SET TASKS.
(1) Translate this sentence from the service spotlight into Spanish: "Granitos de Paz also offers sports academies and Baccalaureate tutoring for those who were not able to finish school."
(2) According to the service spotlight, for how long has Granitos de Paz been working to help break the poverty cycle in its region of Cartagena?

----- EXCERPTED PASSAGE

The October Spotlight on Service features the inspiring work of Daniel (Grade 10) with Fundación Granitos de Paz, an organization that serves communities in need in Cartagena, Colombia. Here, Daniel tells us about the youth programs he assisted during his service with this charity.
What is the mission of Fundación Granitos de Paz?
Granitos de Paz has been working for the better part of twenty years in trying to help break the poverty cycle in this region of the city, and consequently give all those in the community an opportunity for a better life. Through their hard work and dedication, they have been able to set up many positive spaces to encourage the young generations to keep in school, stay out of gangs, and not to follow the bad ways that had taken over the neighborhood before Granitos de Paz arrived.
This organization has also created multiple projects in order to achieve their goals, such as the patios productivos (productive patios), spaces for women, mostly single mothers, to be able to work by planting crops and maintaining them so that they can later distribute the crops they cultivate to big hotel chains and supermarkets in Cartagena. Granitos de Paz also offers sports academies and Baccalaureate tutoring for those who were not able to finish school. These are not the only projects that have been taken on by Granitos de Paz, but they are three very important ones.
What led you to volunteer with Fundación Granitos de Paz?
I had the desire to do something meaningful and, for me, it was no secret that many of the Non-Governmental Organizations in Colombia need a lot of help and contributions from our society. I also came to the realization that I could contribute in a much bigger way by putting in the hours and going to work over there, with the people in need, than by just donating. I knew about the great things Granitos de Paz was doing. From introducing green spaces in one of the poorest and most dangerous neighborhoods in Cartagena, to creating a sports academy to keep the kids away from gangs and other actions that lead many to a horrible lifestyle, I was most fascinated with their work. From a position of privilege, I made it a priority to begin to make a difference, even in the smallest way.

----------
----- RECORDS PROVIDED

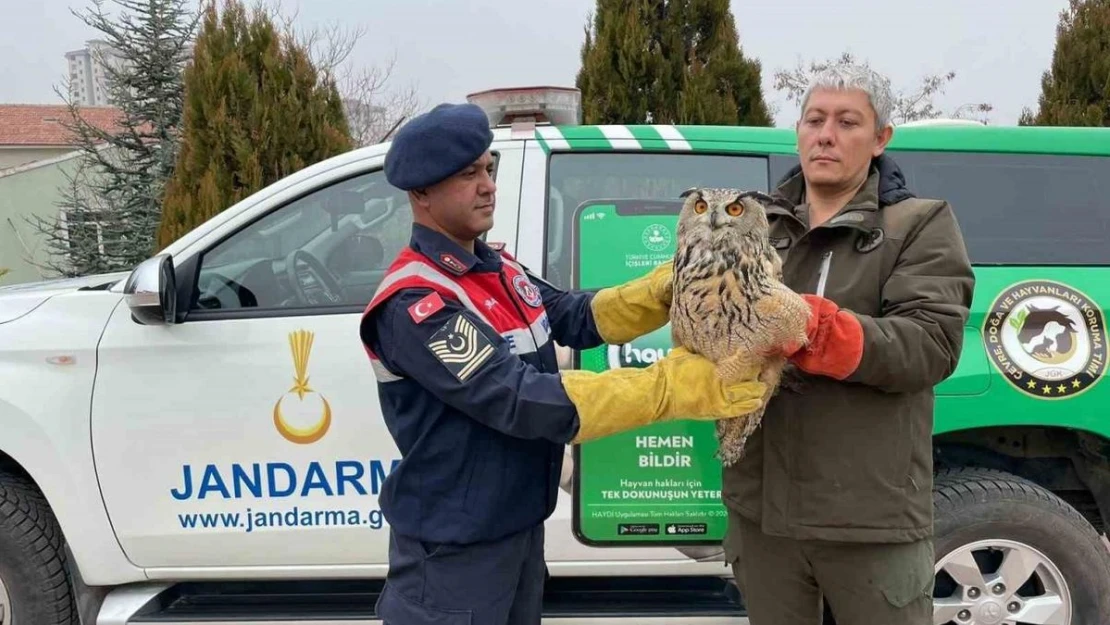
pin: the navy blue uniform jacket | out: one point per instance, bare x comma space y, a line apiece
470, 389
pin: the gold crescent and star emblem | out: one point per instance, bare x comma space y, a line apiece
301, 344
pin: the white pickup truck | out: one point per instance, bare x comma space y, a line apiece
200, 441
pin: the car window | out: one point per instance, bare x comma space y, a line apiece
576, 178
1020, 209
325, 250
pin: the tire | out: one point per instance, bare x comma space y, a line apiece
33, 582
982, 515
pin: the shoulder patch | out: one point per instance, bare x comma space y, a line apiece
423, 309
461, 346
527, 291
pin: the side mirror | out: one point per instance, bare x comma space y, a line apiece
151, 291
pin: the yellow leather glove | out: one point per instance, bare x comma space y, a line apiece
635, 308
679, 385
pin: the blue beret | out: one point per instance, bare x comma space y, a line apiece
436, 144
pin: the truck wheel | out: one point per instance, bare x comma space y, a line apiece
33, 584
1009, 551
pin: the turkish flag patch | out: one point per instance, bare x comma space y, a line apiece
423, 309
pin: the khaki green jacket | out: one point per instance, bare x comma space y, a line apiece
853, 460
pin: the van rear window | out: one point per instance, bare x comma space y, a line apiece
1020, 209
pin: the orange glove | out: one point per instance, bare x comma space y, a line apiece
835, 342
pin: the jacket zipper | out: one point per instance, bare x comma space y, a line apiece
516, 306
824, 274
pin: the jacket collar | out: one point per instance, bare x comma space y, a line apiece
447, 254
886, 184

----------

SOLVED TASKS.
(1) Granitos de Paz también ofrece academias deportivas y tutorías de Bachillerato para quienes no pudieron terminar la escuela.

(2) For the better part of twenty years.